SOURCE >>
#####

# XML example and exercise
****
+ study examples of accessing nodes in XML tree structure  
+ work on exercise to be completed and submitted
****
+ reference: https://docs.python.org/2.7/library/xml.etree.elementtree.html
+ data source: http://www.dbis.informatik.uni-goettingen.de/Mondial
****

In [20]:
from xml.etree import ElementTree as ET

In [22]:
import xml.etree.ElementTree as ET
tree = ET.parse('data/mondial_database_less.xml')
root = tree.getroot()
root

<Element 'mondial' at 0x1043fd688>

## XML example

+ for details about tree traversal and iterators, see https://docs.python.org/2.7/library/xml.etree.elementtree.html

In [200]:
document_tree = ET.parse( 'data/mondial_database_less.xml' )

In [201]:
document_tree
root = document_tree.getroot()

In [202]:
# print names of all countries
for child in document_tree.getroot():
    print(child.find('name').text)


Albania
Greece
Macedonia
Serbia
Montenegro
Kosovo
Andorra


In [203]:
# print names of all countries and their cities
for element in document_tree.iterfind('country'):
    print('* ' + element.find('name').text + ':',)
    capitals_string = ''
    for subelement in element.getiterator('city'):
        capitals_string += subelement.find('name').text + ', '
    print(capitals_string[:-2])

#####

TASK SET >>
A. In the XML exercise notebook, what file path is passed to ET.parse?
B. Shorten the list in the XML exercise notebook that begins "study examples of accessing nodes" into one sentence that keeps both of its points.
C. Pick up the XML exercise notebook after its last line and carry it on.

DATA >>
#####

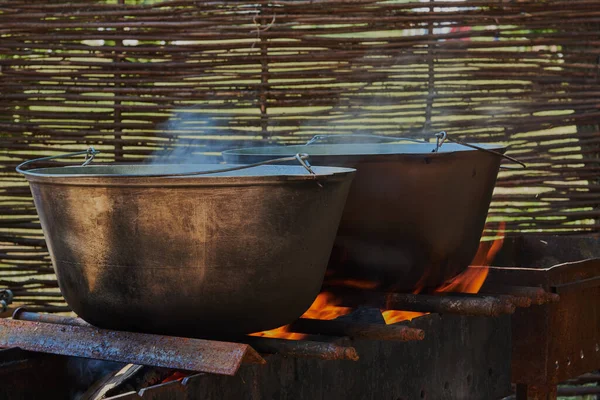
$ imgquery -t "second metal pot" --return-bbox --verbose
[223,137,505,291]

#####

ANSWER LIST >>
A. data/mondial_database_less.xml

B. Study examples of accessing nodes in an XML tree structure, then complete and submit the exercise.

C.
* Albania:
Tirana, Shkodër, Durrës, Vlorë, Elbasan, Korçë
* Greece:
Komotini, Kavala, Athina, Peiraias, Peristeri, Acharnes, Patra, Kozani, Kerkyra, Ioannina, Thessaloniki, Iraklio, Chania, Ermoupoli, Rhodes, Tripoli, Lamia, Chalkida, Larissa, Volos, Mytilini, Karyes
* Macedonia:
Skopje, Kumanovo
* Serbia:
Beograd, Novi Sad, Niš
* Montenegro:
Podgorica
* Kosovo:
Prishtine
* Andorra:
Andorra la Vella


****
## XML exercise

Using data in 'data/mondial_database.xml', the examples above, and refering to https://docs.python.org/2.7/library/xml.etree.elementtree.html, find

1. 10 countries with the lowest infant mortality rates
2. 10 cities with the largest population
3. 10 ethnic groups with the largest overall populations (sum of best/latest estimates over all countries)
4. name and country of a) longest river, b) largest lake and c) airport at highest elevation

In [133]:
import numpy as np
import pandas as pd

In [197]:
document = ET.parse( './data/mondial_database.xml' )

In [261]:
# print names of all countries
i = 0
nation = pd.Series('')
infant_mortality = pd.Series(0.0)
for child in document.getroot():
    country = child.find('name').text
    nation[i] = country
    element = child.find('infant_mortality')
    if element is None:
        infant_mortality[i] = float('nan')
    else:
        infant_mortality[i] = float(element.text)
    i += 1

df = pd.concat([nation, infant_mortality], axis=1)

In [263]:
df.sort_values(by = 1, ascending=True).head(10)

Unnamed: 0,0,1
38,Monaco,1.81
98,Japan,2.13
117,Bermuda,2.48
36,Norway,2.48
106,Singapore,2.53
37,Sweden,2.6
10,Czech Republic,2.63
78,Hong Kong,2.73
79,Macao,3.13
44,Iceland,3.15


In [266]:
i = 0
city = pd.Series('')
population = pd.Series(0.0)
year = pd.Series(0)
for element in document.iterfind('country'):
#    print('* ' + element.find('name').text + ':')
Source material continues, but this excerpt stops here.